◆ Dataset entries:
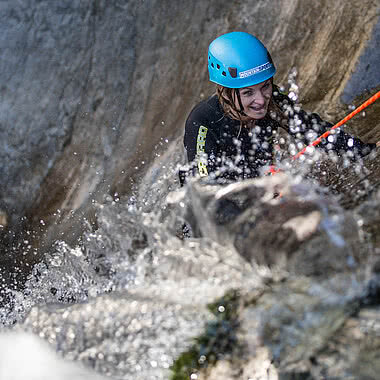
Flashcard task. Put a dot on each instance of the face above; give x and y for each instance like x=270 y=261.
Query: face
x=255 y=99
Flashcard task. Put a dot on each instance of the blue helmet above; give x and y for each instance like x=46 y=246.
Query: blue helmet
x=238 y=60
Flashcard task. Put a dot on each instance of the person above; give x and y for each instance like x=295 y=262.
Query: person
x=231 y=135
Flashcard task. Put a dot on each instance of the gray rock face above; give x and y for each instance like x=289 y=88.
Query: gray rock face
x=90 y=90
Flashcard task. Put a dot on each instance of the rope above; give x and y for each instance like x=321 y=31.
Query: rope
x=372 y=99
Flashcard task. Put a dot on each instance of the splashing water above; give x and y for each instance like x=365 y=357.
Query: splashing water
x=132 y=296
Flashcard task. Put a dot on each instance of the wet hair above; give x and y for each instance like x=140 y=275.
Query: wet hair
x=227 y=98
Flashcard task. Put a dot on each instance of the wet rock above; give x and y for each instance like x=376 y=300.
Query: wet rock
x=91 y=91
x=297 y=231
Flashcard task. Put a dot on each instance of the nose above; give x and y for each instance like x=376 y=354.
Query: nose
x=259 y=98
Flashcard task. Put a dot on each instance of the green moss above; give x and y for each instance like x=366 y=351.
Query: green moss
x=217 y=341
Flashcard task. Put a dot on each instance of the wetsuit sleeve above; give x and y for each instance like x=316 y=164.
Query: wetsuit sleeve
x=306 y=127
x=200 y=144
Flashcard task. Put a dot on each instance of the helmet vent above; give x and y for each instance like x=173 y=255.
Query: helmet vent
x=233 y=72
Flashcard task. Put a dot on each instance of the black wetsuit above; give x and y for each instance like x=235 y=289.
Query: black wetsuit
x=218 y=146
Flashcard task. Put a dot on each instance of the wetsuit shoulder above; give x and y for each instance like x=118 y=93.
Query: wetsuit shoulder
x=207 y=112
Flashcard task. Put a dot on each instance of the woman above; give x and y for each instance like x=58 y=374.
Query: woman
x=231 y=135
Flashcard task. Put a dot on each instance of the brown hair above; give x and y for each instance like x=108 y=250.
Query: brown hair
x=227 y=96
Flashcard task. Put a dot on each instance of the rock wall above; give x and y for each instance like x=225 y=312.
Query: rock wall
x=90 y=90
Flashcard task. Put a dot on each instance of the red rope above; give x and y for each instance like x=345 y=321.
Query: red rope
x=372 y=99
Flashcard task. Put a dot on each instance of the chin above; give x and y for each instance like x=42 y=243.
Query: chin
x=257 y=115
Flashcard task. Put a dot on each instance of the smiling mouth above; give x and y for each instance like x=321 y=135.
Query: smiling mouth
x=258 y=109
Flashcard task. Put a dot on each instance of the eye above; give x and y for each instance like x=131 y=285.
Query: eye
x=247 y=93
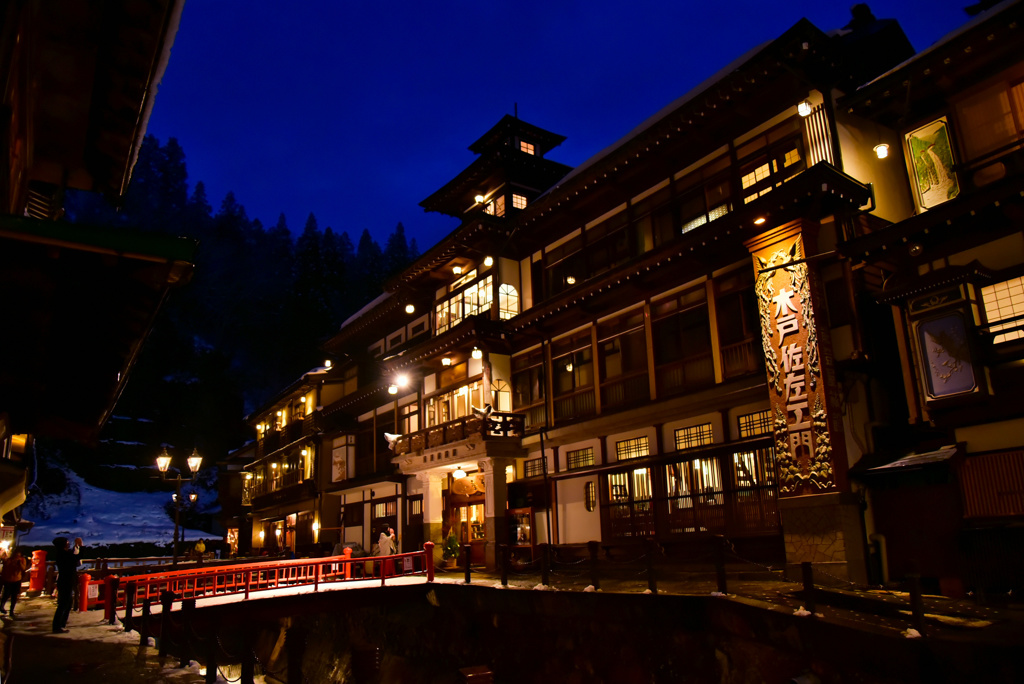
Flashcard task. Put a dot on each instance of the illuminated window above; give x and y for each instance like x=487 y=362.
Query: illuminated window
x=503 y=395
x=991 y=119
x=695 y=435
x=474 y=299
x=632 y=449
x=454 y=404
x=590 y=497
x=754 y=424
x=532 y=468
x=1005 y=301
x=580 y=458
x=508 y=301
x=496 y=207
x=754 y=176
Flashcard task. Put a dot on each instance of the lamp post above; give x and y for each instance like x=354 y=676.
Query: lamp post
x=163 y=464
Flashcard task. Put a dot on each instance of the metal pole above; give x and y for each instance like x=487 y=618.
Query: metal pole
x=177 y=520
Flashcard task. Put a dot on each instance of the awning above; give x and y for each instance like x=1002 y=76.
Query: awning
x=915 y=460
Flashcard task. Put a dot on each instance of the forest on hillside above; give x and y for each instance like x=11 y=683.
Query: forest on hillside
x=260 y=303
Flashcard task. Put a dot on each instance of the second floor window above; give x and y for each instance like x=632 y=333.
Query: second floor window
x=1005 y=301
x=682 y=342
x=508 y=301
x=770 y=160
x=453 y=404
x=991 y=119
x=471 y=300
x=753 y=424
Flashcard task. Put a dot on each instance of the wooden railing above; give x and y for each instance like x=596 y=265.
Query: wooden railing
x=495 y=426
x=247 y=579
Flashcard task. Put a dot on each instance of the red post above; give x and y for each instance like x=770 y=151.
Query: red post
x=83 y=591
x=37 y=575
x=110 y=598
x=428 y=559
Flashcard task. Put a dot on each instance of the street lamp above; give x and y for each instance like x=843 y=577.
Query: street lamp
x=163 y=464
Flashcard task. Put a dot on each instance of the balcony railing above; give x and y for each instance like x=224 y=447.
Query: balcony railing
x=298 y=428
x=685 y=375
x=496 y=426
x=626 y=391
x=742 y=358
x=578 y=404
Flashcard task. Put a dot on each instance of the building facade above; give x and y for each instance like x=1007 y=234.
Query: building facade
x=715 y=328
x=77 y=302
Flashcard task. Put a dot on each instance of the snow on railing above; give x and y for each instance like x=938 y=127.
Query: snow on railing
x=246 y=579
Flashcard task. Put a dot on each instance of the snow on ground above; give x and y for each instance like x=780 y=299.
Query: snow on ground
x=100 y=516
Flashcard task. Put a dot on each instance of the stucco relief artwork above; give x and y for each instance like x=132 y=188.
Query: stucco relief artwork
x=931 y=158
x=790 y=341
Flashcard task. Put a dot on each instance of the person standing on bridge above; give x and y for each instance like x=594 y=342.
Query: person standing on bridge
x=387 y=548
x=67 y=562
x=11 y=574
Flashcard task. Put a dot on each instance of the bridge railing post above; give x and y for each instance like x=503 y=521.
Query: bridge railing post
x=187 y=618
x=143 y=631
x=651 y=548
x=211 y=654
x=166 y=601
x=595 y=576
x=504 y=553
x=428 y=559
x=545 y=563
x=130 y=591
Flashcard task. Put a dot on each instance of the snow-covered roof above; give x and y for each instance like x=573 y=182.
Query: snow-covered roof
x=949 y=37
x=366 y=309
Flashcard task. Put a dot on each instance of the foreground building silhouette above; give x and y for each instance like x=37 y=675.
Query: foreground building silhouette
x=76 y=302
x=784 y=309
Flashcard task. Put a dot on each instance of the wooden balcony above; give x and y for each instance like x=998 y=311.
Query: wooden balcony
x=273 y=493
x=496 y=426
x=275 y=439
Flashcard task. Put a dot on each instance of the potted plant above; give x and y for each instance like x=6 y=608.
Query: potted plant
x=450 y=550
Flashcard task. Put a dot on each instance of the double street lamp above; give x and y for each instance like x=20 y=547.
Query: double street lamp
x=163 y=464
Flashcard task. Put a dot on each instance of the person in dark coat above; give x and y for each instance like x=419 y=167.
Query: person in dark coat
x=11 y=575
x=67 y=561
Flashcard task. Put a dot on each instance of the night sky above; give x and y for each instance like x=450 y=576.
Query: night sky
x=358 y=111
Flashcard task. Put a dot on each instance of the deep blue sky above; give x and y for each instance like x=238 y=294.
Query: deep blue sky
x=356 y=111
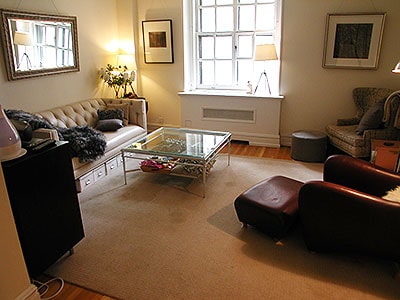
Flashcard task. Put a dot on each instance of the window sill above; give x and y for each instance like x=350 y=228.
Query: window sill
x=229 y=94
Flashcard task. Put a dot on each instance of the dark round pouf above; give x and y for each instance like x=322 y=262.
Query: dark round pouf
x=309 y=146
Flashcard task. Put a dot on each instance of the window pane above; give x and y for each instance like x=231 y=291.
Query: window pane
x=207 y=72
x=50 y=54
x=265 y=17
x=223 y=72
x=245 y=71
x=224 y=18
x=246 y=17
x=207 y=20
x=207 y=2
x=245 y=46
x=206 y=47
x=223 y=47
x=50 y=36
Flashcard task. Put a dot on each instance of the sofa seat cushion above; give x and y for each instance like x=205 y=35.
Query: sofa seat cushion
x=116 y=140
x=122 y=136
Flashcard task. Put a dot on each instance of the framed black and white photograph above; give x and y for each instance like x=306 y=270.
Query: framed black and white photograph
x=353 y=41
x=157 y=42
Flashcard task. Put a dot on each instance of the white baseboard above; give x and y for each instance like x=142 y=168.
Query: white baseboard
x=254 y=139
x=31 y=293
x=286 y=141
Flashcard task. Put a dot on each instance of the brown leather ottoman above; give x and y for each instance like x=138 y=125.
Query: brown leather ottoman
x=271 y=205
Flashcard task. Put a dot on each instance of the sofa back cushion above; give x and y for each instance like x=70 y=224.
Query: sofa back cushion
x=75 y=114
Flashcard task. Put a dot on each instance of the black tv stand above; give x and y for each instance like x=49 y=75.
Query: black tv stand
x=45 y=205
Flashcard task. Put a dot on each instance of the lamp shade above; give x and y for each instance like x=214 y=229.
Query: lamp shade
x=266 y=52
x=22 y=38
x=396 y=69
x=10 y=142
x=127 y=60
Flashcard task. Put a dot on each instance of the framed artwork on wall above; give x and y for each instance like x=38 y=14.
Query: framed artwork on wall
x=157 y=42
x=353 y=41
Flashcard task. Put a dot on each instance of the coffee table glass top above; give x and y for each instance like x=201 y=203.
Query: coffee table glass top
x=180 y=142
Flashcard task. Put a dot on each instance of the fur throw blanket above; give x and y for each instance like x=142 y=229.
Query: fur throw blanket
x=86 y=143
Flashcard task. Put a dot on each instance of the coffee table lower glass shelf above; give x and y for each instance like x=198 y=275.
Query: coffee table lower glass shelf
x=178 y=151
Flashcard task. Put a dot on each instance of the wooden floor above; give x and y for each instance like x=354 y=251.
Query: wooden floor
x=73 y=292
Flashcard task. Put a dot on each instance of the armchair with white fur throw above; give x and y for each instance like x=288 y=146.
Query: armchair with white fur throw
x=375 y=119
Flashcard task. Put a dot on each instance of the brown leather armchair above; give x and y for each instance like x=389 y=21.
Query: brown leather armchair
x=346 y=212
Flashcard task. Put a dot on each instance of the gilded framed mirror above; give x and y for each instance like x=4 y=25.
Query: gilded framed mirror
x=37 y=44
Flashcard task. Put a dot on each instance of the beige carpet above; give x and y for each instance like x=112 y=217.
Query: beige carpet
x=152 y=239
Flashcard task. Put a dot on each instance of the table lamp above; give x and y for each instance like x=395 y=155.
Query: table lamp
x=265 y=52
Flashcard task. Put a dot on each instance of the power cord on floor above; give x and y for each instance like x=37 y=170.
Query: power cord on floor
x=43 y=287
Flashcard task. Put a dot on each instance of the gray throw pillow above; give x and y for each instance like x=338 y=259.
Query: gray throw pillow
x=109 y=125
x=110 y=114
x=372 y=119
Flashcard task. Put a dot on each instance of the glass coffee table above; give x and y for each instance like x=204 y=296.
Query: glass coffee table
x=178 y=151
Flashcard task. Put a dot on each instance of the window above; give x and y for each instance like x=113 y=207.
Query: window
x=224 y=36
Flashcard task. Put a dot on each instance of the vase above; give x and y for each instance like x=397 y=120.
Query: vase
x=10 y=142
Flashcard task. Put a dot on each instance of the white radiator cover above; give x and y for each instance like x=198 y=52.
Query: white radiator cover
x=251 y=118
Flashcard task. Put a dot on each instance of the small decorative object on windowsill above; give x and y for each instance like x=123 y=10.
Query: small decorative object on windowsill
x=396 y=69
x=263 y=53
x=120 y=79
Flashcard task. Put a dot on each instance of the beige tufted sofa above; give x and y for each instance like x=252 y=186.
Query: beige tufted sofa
x=85 y=113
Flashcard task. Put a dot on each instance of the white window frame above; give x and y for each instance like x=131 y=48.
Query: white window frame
x=191 y=54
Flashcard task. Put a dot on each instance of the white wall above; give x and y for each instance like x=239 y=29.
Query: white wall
x=314 y=96
x=160 y=83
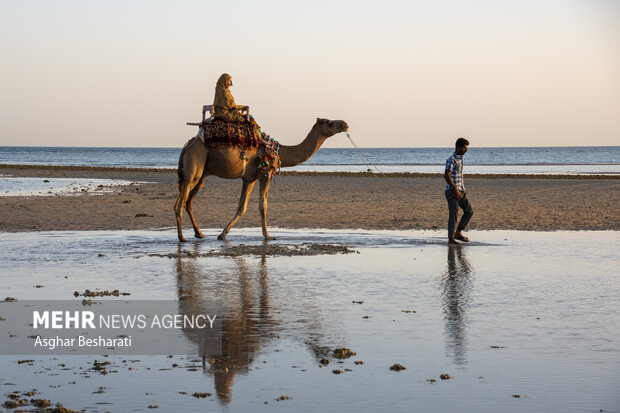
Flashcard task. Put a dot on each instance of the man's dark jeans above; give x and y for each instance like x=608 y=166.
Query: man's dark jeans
x=453 y=206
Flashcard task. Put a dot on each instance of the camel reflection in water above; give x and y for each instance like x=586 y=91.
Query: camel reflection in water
x=247 y=317
x=457 y=284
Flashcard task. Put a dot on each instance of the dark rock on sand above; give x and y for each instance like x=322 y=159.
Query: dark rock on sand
x=343 y=353
x=397 y=367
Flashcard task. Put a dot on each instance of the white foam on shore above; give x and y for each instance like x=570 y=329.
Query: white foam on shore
x=18 y=186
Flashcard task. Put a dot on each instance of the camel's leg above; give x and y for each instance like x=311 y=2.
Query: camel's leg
x=178 y=207
x=188 y=207
x=264 y=190
x=243 y=204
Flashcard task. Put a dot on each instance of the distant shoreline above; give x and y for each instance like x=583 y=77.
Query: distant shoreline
x=315 y=200
x=311 y=173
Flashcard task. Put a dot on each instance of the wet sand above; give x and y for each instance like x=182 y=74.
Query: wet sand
x=519 y=321
x=318 y=200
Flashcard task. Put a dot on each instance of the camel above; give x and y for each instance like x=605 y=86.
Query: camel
x=197 y=161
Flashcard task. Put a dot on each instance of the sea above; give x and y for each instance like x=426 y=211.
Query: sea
x=580 y=160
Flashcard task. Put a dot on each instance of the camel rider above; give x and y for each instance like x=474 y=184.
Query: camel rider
x=224 y=104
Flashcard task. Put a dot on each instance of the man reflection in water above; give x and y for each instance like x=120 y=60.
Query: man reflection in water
x=456 y=287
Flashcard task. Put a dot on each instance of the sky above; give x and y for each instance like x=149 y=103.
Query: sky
x=401 y=73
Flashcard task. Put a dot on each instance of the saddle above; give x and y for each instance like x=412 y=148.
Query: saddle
x=222 y=133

◆ WHAT IS BEING ASKED:
Starting at the line that has "Query: window pane" in the records above, restate word for word every line until the one that has "like x=306 y=270.", and include that one as well.

◆ RESPONSE TO THE EXERCISE:
Query: window pane
x=207 y=72
x=50 y=54
x=265 y=17
x=223 y=72
x=245 y=71
x=224 y=18
x=246 y=17
x=207 y=20
x=207 y=2
x=245 y=46
x=206 y=47
x=223 y=47
x=50 y=36
Flashcard task. Put a dot on each instance of the sofa seat cushion above; give x and y for each instance like x=205 y=35.
Query: sofa seat cushion
x=116 y=140
x=122 y=136
Flashcard task. Put a dot on each instance of the framed black and white photograph above; give x and y for each instance like x=306 y=270.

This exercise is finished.